··· SOURCE DATA

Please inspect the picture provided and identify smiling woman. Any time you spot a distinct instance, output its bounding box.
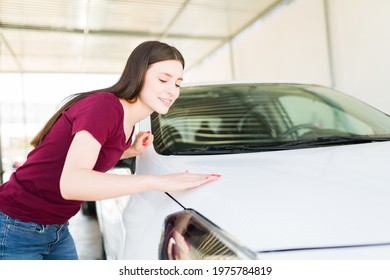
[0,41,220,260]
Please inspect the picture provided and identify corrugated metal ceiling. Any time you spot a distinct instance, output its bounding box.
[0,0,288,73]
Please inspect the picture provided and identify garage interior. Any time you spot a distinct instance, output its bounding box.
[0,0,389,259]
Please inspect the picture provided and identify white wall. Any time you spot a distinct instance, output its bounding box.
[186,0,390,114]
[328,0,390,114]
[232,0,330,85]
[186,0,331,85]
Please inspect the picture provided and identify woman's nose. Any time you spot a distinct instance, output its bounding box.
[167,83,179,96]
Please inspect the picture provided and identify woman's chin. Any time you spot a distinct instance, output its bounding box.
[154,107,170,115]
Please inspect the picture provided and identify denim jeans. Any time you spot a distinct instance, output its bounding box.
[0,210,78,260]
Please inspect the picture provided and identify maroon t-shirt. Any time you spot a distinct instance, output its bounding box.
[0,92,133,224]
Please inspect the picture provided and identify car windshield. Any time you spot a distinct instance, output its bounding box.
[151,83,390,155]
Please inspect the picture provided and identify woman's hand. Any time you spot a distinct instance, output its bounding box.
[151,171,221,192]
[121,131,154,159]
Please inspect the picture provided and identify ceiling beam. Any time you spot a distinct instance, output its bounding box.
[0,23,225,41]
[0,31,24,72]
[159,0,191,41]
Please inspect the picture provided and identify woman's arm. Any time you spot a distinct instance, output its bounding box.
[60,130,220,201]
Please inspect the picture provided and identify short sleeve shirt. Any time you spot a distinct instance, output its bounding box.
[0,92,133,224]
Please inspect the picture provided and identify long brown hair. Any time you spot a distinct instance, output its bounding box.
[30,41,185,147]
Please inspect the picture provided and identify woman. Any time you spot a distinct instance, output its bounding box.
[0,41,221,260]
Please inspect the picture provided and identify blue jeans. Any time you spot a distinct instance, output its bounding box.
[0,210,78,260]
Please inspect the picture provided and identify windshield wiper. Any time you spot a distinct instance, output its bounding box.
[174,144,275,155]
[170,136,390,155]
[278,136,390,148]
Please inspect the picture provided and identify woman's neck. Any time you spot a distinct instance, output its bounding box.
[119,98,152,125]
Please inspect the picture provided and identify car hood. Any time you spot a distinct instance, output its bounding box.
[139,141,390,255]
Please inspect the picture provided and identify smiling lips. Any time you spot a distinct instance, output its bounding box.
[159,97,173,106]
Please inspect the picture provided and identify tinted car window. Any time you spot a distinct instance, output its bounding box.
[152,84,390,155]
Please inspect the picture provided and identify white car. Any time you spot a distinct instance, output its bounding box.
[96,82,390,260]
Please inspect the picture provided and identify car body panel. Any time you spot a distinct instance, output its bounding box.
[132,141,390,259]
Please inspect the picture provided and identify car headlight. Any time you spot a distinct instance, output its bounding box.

······

# EXERCISE BRIEF
All of the entries, apart from the pictures, must be returned exactly.

# WRITTEN ANSWER
Please inspect the picture provided and identify smiling woman. Any time you spot a distinct instance, output its bounding box.
[0,41,220,260]
Please inspect the picture provided and identify corrugated metal ceiling. Any time you spot a distinct instance, output its bounding box.
[0,0,288,73]
Please inspect the picture provided and identify garage interior. Any time you spot a distinct instance, output its bounding box.
[0,0,389,259]
Please inspect the picture provided and identify white wall. Any time you spot a distinct instance, output its bounding box.
[186,0,390,114]
[328,0,390,114]
[232,0,330,85]
[186,0,331,85]
Please inspect the picture provided and identify woman's nose. Any time you spot a distinct instance, output its bounding box.
[167,83,179,96]
Please inspect the picture provided and identify woman's chin. Any time you spot a distinct instance, output its bounding box.
[154,107,170,115]
Please inspect the picture provided and identify denim jeans. Any time you spot a distinct instance, output its bounding box.
[0,210,78,260]
Please inspect the picture provided and identify maroon t-shirt. Any time you spot a distinct instance, output its bounding box.
[0,92,133,224]
Please inspect the picture provided and identify car windshield. Any time you spot a distinct instance, output its bounding box.
[151,83,390,155]
Please inspect the picture provided and identify woman's hand. Any time you spot a distinct instance, output its bounding box.
[151,171,221,192]
[121,131,154,159]
Please inspect the picture provided and identify ceiling beam. Any time you spot a distinct instance, output its bounding box.
[0,23,225,41]
[0,31,24,72]
[159,0,191,41]
Please inspect the picture provided and identify woman's arm. Any time you spot a distinct instance, output its bounding box.
[60,130,220,201]
Please inspect the picture provided and identify short sleeve shirt. Any time you spot a distinct instance, output its bounding box.
[0,92,133,224]
Please inspect the picture provided and identify long brown hair. Any time you spot a distinct instance, output its bounding box.
[30,41,185,147]
Please inspect the picture provided and identify woman. Any time you spot a distinct instance, output its bounding box.
[0,41,221,260]
Please inspect the picture provided and identify blue jeans. Any time you spot a distinct instance, output its bounding box.
[0,210,78,260]
Please inspect the picture provided and identify windshield wiper. Any time you spot a distinct instance, output its bounding box.
[174,144,275,155]
[170,136,390,155]
[278,136,390,148]
Please inspect the picture provided and identify woman's neck. Any time you spot a distinct instance, output its bounding box.
[119,98,152,125]
Please inspect the picture provided and identify car hood. Any time you spot a distinct instance, output its bounding box.
[139,141,390,255]
Please inspect the picture provided and identify smiling lips. Any time you spot a distinct instance, output its bounding box.
[159,97,173,106]
Please inspect the picture provided and identify tinted car window. Any time you spot a distinct instance, output its bounding box.
[152,84,390,155]
Please inspect the picture provided and identify white car. Any time you spot a distinct instance, output its bounding box.
[96,82,390,260]
Please inspect the picture provided and identify car body panel. Any time you spot a distinct instance, output its bounding box.
[132,141,390,259]
Please inspect the picture provided and identify car headlight. Any time you spot a distinct instance, output its bounding box.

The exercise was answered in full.